RECORDS FOR THE EXERCISE —
^^^^^^^^^^^^^^^^
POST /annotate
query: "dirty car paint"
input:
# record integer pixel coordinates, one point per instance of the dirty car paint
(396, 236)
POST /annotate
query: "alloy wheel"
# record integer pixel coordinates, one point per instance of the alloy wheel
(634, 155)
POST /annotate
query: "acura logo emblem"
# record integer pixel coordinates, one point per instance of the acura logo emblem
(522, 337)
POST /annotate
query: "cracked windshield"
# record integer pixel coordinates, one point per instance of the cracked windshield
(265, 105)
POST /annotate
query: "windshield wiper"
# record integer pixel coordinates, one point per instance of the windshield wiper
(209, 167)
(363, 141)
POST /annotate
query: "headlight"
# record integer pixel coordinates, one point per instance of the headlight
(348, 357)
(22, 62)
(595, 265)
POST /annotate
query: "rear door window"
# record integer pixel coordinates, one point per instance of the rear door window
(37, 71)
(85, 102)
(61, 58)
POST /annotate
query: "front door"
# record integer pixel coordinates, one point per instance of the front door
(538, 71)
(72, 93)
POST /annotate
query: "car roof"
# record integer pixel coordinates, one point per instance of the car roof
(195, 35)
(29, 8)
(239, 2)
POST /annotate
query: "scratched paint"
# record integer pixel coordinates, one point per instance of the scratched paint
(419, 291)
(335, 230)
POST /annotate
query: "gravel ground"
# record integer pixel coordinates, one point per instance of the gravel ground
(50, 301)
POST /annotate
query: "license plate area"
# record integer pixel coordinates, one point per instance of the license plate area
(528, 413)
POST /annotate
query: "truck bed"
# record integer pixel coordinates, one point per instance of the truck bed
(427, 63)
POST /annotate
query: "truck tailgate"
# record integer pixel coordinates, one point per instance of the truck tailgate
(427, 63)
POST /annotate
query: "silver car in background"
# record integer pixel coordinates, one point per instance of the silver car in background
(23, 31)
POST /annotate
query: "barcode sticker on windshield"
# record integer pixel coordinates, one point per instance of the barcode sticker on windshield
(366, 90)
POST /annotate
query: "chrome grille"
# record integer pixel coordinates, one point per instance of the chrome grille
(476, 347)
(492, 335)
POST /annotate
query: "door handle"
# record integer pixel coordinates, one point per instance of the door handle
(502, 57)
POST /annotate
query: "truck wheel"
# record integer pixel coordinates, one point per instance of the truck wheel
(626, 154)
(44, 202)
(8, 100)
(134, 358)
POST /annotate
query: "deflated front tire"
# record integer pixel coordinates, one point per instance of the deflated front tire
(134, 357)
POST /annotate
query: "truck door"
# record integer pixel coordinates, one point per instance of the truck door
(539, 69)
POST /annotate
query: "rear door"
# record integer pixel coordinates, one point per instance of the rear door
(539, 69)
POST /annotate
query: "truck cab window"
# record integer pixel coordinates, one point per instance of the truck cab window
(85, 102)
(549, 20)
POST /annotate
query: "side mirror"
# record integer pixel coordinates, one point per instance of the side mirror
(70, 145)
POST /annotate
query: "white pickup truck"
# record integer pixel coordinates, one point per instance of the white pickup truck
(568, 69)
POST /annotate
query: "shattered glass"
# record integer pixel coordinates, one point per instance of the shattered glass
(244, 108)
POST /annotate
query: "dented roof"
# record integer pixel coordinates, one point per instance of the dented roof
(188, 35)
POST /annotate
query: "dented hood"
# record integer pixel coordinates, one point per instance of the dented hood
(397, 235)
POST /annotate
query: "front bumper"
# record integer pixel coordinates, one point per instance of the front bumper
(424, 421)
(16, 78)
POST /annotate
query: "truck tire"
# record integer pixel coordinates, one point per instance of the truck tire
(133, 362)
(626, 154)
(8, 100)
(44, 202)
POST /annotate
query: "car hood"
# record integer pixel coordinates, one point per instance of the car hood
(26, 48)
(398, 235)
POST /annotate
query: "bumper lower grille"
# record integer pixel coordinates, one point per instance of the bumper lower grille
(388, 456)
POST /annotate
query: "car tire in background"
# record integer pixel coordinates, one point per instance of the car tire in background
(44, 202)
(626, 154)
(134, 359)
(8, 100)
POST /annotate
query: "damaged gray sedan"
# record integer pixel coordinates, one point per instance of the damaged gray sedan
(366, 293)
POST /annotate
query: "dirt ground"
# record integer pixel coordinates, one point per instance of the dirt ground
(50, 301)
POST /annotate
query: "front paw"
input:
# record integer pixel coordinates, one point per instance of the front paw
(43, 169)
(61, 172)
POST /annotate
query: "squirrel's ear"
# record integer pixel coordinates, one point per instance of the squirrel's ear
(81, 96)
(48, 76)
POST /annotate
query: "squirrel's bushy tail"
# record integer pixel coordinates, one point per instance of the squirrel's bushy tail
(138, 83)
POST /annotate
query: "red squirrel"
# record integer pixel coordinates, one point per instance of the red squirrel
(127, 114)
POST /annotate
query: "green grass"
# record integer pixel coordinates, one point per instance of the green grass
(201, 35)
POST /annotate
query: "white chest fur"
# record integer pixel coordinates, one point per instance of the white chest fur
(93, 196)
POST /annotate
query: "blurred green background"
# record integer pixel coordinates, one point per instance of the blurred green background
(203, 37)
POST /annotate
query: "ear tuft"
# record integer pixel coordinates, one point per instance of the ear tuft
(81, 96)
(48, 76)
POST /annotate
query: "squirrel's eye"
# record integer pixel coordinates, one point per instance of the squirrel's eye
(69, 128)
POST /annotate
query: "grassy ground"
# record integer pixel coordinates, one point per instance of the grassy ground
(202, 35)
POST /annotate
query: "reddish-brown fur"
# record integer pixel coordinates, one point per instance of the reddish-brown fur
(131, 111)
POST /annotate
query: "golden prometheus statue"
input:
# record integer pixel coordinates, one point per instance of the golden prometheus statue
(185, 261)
^^^^^^^^^^^^^^^^
Each record above should be restated word for word.

EXPECTED ANSWER —
POST /annotate
query: "dirty car paint"
input:
# record integer pixel coordinates, one point per instance of the dirty car paint
(396, 236)
POST /annotate
query: "alloy wheel"
# record integer pixel coordinates, one point per instance of the alloy wheel
(634, 155)
POST /annotate
query: "acura logo emblem"
# record integer pixel coordinates, one point per instance of the acura logo emblem
(522, 337)
POST /annotate
query: "cracked windshield"
# record integer pixel coordinates, one point per instance of the cracked windshield
(265, 105)
POST /annotate
query: "windshield wiper"
# record integer pixel coordinates, one point per instance of the windshield wiper
(209, 167)
(363, 141)
POST /annotate
query: "headlight"
# record integer pixel coordinates, one point per instance of the headlight
(348, 357)
(22, 62)
(595, 265)
POST /annotate
query: "rear door window"
# record integer pixel coordinates, one point per instance of the rear door window
(37, 71)
(85, 102)
(61, 58)
POST /annotate
query: "front door"
# record integer pixel coordinates, one point per instance of the front door
(538, 71)
(72, 93)
POST /annotate
query: "car roof"
# record integer pixel coordinates, one point per instance of the car roof
(195, 35)
(29, 8)
(239, 2)
POST /annotate
query: "scratched paint"
# record integer pixel coordinates, one point per instance of the scratched paint
(419, 291)
(335, 230)
POST /annotate
query: "gravel ground"
# record integer pixel coordinates, one point per instance of the gravel ground
(50, 301)
POST /annotate
query: "license plate area"
# record integer pixel coordinates, one point per instance of the license plate area
(528, 413)
POST /annotate
query: "truck bed"
# record integer pixel coordinates, one point per instance of the truck bed
(427, 63)
POST /annotate
query: "truck tailgate"
# record integer pixel coordinates, one point per instance of the truck tailgate
(427, 63)
POST /annotate
query: "silver car in background"
# record integer pixel coordinates, one point per instance of the silver car in background
(23, 31)
POST /annotate
query: "barcode sticker on windshield"
# record integer pixel coordinates, one point per instance of the barcode sticker on windshield
(366, 90)
POST /annotate
query: "chrome grille"
# record integer pixel coordinates, one point per instance of the chrome grille
(476, 347)
(492, 335)
POST /annotate
query: "door handle"
# record integer pixel coordinates, one point per instance of the door handle
(502, 57)
POST /annotate
query: "truck wheel"
# record integer pixel coordinates, one point per instance of the truck wheel
(626, 154)
(44, 202)
(8, 100)
(134, 358)
POST /annotate
query: "deflated front tire"
# record integer pixel coordinates, one point per instance of the deflated front tire
(134, 357)
POST /annotate
query: "truck door"
# record integer pixel coordinates, one point per instance of the truck door
(539, 69)
POST /annotate
query: "rear door"
# record integer pixel coordinates, one point per instance of the rear door
(539, 69)
POST /annotate
query: "truck cab window"
# record integer pixel coordinates, one point per instance of the truck cab window
(85, 102)
(549, 20)
POST /annotate
query: "side mirror"
# record integer pixel coordinates, one point per instance of the side mirror
(70, 145)
POST /annotate
query: "white pickup truck"
# record integer pixel coordinates, one point per instance of the white pickup truck
(568, 69)
POST /annotate
query: "shattered glass"
# record integer pixel coordinates, one point per instance of the shattered glass
(244, 108)
POST /annotate
query: "dented roof"
# record integer pixel coordinates, one point per instance of the dented roof
(188, 35)
POST /annotate
query: "dented hood"
# record integer pixel coordinates, one point per instance of the dented hood
(397, 235)
POST /annotate
query: "front bumper"
# record integer pixel coordinates, one point per instance of the front bumper
(424, 421)
(16, 78)
POST /annotate
query: "truck tire"
# record integer pixel coordinates, one point per instance of the truck tire
(133, 362)
(626, 154)
(8, 100)
(44, 202)
POST /annotate
query: "car hood"
# record integer pixel coordinates, one point per instance of the car hood
(26, 48)
(398, 235)
POST /annotate
query: "bumper lower grille"
# record integer pixel coordinates, one point per instance of the bumper lower grille
(388, 456)
POST /annotate
query: "car tire in background"
# record integer pixel coordinates, one point per instance of the car tire in background
(44, 202)
(626, 154)
(134, 359)
(8, 100)
POST /annotate
query: "damaged gray sedan"
# record integer pixel coordinates, one point per instance of the damaged gray sedan
(366, 293)
POST /annotate
query: "dirt ground"
# record integer pixel coordinates, one point per instance of the dirt ground
(50, 301)
POST /annotate
query: "front paw"
input:
# record integer pixel coordinates, one point per instance of the front paw
(43, 169)
(61, 172)
POST /annotate
query: "squirrel's ear"
# record integer pixel coordinates, one point per instance of the squirrel's ear
(81, 96)
(48, 76)
POST /annotate
query: "squirrel's bushy tail"
# record integer pixel coordinates, one point per instance of the squirrel's bushy tail
(138, 83)
POST /annotate
query: "red squirrel"
# record integer pixel coordinates, one point per instance of the red squirrel
(127, 114)
POST /annotate
query: "green grass"
# record integer pixel coordinates, one point per instance of the green grass
(201, 35)
POST /annotate
query: "white chest fur"
# record integer pixel coordinates, one point per instance of the white chest fur
(93, 196)
POST /annotate
query: "blurred green background"
# record integer pixel coordinates, one point per instance of the blurred green background
(203, 37)
POST /annotate
query: "ear tuft"
# record integer pixel coordinates, one point per instance of the ear tuft
(81, 96)
(48, 76)
POST /annotate
query: "squirrel's eye"
# record integer pixel coordinates, one point per instance of the squirrel's eye
(69, 128)
POST /annotate
query: "grassy ground"
# record integer pixel coordinates, one point per instance of the grassy ground
(202, 35)
POST /annotate
query: "reddish-brown fur"
# record integer pixel coordinates, one point per instance of the reddish-brown fur
(131, 111)
POST /annotate
query: "golden prometheus statue"
input:
# record integer pixel coordinates, one point per instance of the golden prometheus statue
(185, 261)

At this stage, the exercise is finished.